» **TASK DETAILS**
Your job is to restate each entry word for word.

» **RECORDS FOR THIS EXERCISE**

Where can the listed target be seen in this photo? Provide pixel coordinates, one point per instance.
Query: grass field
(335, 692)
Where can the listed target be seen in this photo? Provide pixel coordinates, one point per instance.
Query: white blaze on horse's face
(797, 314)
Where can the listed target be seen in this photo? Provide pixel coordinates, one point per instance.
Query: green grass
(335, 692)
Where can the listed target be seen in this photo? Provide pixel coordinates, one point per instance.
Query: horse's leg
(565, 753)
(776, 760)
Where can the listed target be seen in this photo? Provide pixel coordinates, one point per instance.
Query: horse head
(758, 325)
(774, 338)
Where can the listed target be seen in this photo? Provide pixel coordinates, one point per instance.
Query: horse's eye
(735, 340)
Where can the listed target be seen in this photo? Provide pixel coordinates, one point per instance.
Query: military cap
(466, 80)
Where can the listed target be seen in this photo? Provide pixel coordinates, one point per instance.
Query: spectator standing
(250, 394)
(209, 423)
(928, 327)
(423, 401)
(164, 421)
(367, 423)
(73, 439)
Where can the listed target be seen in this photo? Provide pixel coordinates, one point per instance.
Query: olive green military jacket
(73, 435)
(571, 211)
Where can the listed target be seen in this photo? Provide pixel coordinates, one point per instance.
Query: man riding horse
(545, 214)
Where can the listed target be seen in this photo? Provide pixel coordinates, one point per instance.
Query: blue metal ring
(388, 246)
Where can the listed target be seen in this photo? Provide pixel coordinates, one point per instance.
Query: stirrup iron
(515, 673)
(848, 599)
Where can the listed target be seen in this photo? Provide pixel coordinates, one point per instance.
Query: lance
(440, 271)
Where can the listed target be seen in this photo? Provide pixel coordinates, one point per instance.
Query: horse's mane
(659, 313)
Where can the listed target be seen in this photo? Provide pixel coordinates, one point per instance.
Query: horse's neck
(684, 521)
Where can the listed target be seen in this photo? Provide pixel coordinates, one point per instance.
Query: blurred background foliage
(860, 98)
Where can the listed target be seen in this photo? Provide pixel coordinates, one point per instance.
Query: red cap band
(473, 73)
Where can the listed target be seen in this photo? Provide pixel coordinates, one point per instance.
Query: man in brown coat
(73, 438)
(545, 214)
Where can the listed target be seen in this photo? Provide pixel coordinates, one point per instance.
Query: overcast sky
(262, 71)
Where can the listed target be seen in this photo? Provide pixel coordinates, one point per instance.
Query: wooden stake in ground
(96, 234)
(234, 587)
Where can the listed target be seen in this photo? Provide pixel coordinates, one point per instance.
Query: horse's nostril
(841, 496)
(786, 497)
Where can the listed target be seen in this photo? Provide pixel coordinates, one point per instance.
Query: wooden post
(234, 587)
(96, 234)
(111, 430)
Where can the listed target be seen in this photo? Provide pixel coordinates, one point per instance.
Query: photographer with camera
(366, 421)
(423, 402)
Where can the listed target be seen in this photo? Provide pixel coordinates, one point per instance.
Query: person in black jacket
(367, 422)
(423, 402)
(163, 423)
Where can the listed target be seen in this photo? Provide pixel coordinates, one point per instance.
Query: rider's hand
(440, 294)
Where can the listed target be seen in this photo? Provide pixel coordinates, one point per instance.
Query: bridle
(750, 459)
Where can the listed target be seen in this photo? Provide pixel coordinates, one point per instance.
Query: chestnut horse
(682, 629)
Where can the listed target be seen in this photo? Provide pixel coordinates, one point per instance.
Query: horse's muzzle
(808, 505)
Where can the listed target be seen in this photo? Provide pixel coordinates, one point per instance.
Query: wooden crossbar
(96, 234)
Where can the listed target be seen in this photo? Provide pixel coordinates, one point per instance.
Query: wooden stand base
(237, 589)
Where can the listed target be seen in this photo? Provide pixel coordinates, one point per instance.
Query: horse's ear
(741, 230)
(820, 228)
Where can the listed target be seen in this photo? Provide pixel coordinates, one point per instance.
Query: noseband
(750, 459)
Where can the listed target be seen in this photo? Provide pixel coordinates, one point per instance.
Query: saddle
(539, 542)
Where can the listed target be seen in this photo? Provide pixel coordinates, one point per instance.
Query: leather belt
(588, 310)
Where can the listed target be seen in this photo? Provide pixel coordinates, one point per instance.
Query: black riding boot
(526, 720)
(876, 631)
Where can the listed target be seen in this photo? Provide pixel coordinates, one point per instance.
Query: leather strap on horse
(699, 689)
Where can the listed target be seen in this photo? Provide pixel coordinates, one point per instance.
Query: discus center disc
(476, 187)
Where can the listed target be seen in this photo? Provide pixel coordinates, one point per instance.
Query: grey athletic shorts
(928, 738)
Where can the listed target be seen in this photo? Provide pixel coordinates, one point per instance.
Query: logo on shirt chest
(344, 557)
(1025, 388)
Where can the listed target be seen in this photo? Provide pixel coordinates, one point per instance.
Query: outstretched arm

» **ANSWER TO THE PROBLEM**
Where can the listed target be seen in this photo? Provide pixel coordinates, one point per instance.
Query: grass field
(335, 692)
Where can the listed target be seen in this photo? Provide pixel coordinates, one point per instance.
Query: white blaze on horse's face
(797, 314)
Where can the listed target be seen in this photo? Provide pixel coordinates, one point per instance.
Query: green grass
(335, 692)
Where can the listed target be seen in this photo? Provide pixel coordinates, one point per instance.
Query: horse's leg
(565, 753)
(776, 760)
Where can the listed target be seen in this photo? Provide pixel coordinates, one point per instance.
Query: horse head
(758, 325)
(774, 338)
Where can the listed target be seen in this photo? Provide pixel coordinates, one point per instance.
Query: horse's eye
(735, 340)
Where can the listed target be seen in this photo? Provide pixel coordinates, one point per instance.
Query: military cap
(466, 80)
Where can the listed target be seen in this photo? Provide pixel coordinates, one point per instance.
Query: spectator standing
(250, 394)
(209, 423)
(928, 327)
(423, 401)
(164, 421)
(367, 423)
(73, 439)
Where can the listed target be seen in this photo? Provide pixel coordinates, one point per instance.
Query: olive green military jacket
(73, 435)
(571, 211)
Where can the listed target be seen in this photo? Provide pixel coordinates, one point per instance.
Query: man riding horse
(545, 214)
Where can the listed target be seen in this photo? Provide pixel coordinates, one point per instance.
Query: blue metal ring
(388, 246)
Where can the listed target be seen in this photo? Provide pixel coordinates, one point per instance.
Query: stirrup iron
(515, 673)
(848, 599)
Where can the listed target be seen in this photo? Provide pixel coordinates, one point per instance.
Query: lance
(440, 271)
Where can the listed target be seen in this photo? Provide pixel coordinates, one point per instance.
Query: horse's mane
(659, 313)
Where can the listed target be seen in this photo? Provide pixel coordinates, one point per instance.
Query: horse's neck
(684, 521)
Where can the listed target be seen in this photo? Provide pixel coordinates, one point per instance.
Query: blurred background foliage
(860, 98)
Where can the listed target be seen in this photo? Provide pixel coordinates, one point per instance.
Query: red cap band
(473, 73)
Where can the listed target be seen in this photo? Provide pixel coordinates, one point per instance.
Query: man in brown coat
(73, 438)
(545, 214)
Where can the listed target be seen in this photo? Provide pixel coordinates, one point per instance.
Query: overcast sky
(262, 71)
Where can the listed target be seen in this photo? Provide pixel coordinates, one point per instance.
Query: wooden stake in ground
(96, 234)
(234, 587)
Where can the listed target be seen in this photo? Provide pixel coordinates, one point per instance.
Query: horse's nostril
(841, 496)
(786, 497)
Where can the listed target be seen in this photo? Provide pixel coordinates, one point per instance.
Query: wooden post
(234, 587)
(96, 234)
(111, 430)
Where can the listed target be seen in this photo? Provide pixel coordinates, one point per instance.
Query: photographer with camera
(366, 421)
(423, 402)
Where can the listed target be seen in this photo? Provide pixel coordinates, one point per instance.
Query: person in black jacket
(367, 422)
(423, 402)
(163, 423)
Where can the listed target be seen in this photo? Provide pixel coordinates, one point per instance.
Query: rider's hand
(440, 294)
Where can the listed target be seen in this photo? Provide pixel coordinates, one point per instance.
Query: bridle
(750, 459)
Where can the listed target be seen in this photo? Provide pixel coordinates, one point per instance.
Query: chestnut horse
(682, 629)
Where can the listed target be seen in this photo? Provide pixel coordinates, one point per instance.
Query: horse's muzzle
(808, 505)
Where can the listed target be seen in this photo? Provide pixel coordinates, one point per instance.
Query: wooden crossbar
(96, 234)
Where can the listed target be seen in this photo? Provide pixel coordinates, one point per instance.
Query: wooden stand base
(237, 589)
Where can the listed target be seen in this photo? Provide pixel coordinates, one point per instance.
Query: horse's ear
(741, 230)
(820, 228)
Where can the listed target be seen in this photo? Provide pixel coordinates, one point per instance.
Query: noseband
(750, 459)
Where can the listed target be seen in this photo? Provide pixel coordinates, one point per instance.
Query: saddle
(539, 542)
Where can the listed target be seen in this photo? Provide pixel coordinates, one point per instance.
Query: leather belt
(588, 310)
Where can the listed target be seen in this photo? Provide pixel coordinates, one point per instance.
Query: black riding boot
(526, 720)
(876, 631)
Where can the listed target be seen in this photo? Provide pixel coordinates, one point per instance.
Query: leather strap on horse
(699, 689)
Where can the listed target be seen in this photo? Provide pixel coordinates, one point per instance.
Query: discus center disc
(476, 187)
Where can the listed target be seen in this photo? Provide pixel coordinates, one point per instance.
Query: grey athletic shorts
(928, 738)
Where can the listed target be seen in this photo? Provide pixel coordinates, one point per instance.
Query: logo on shirt chest
(344, 557)
(1025, 388)
Where can the listed target be seen in this photo? Provide pixel coordinates, one point per instance.
Query: outstretched arm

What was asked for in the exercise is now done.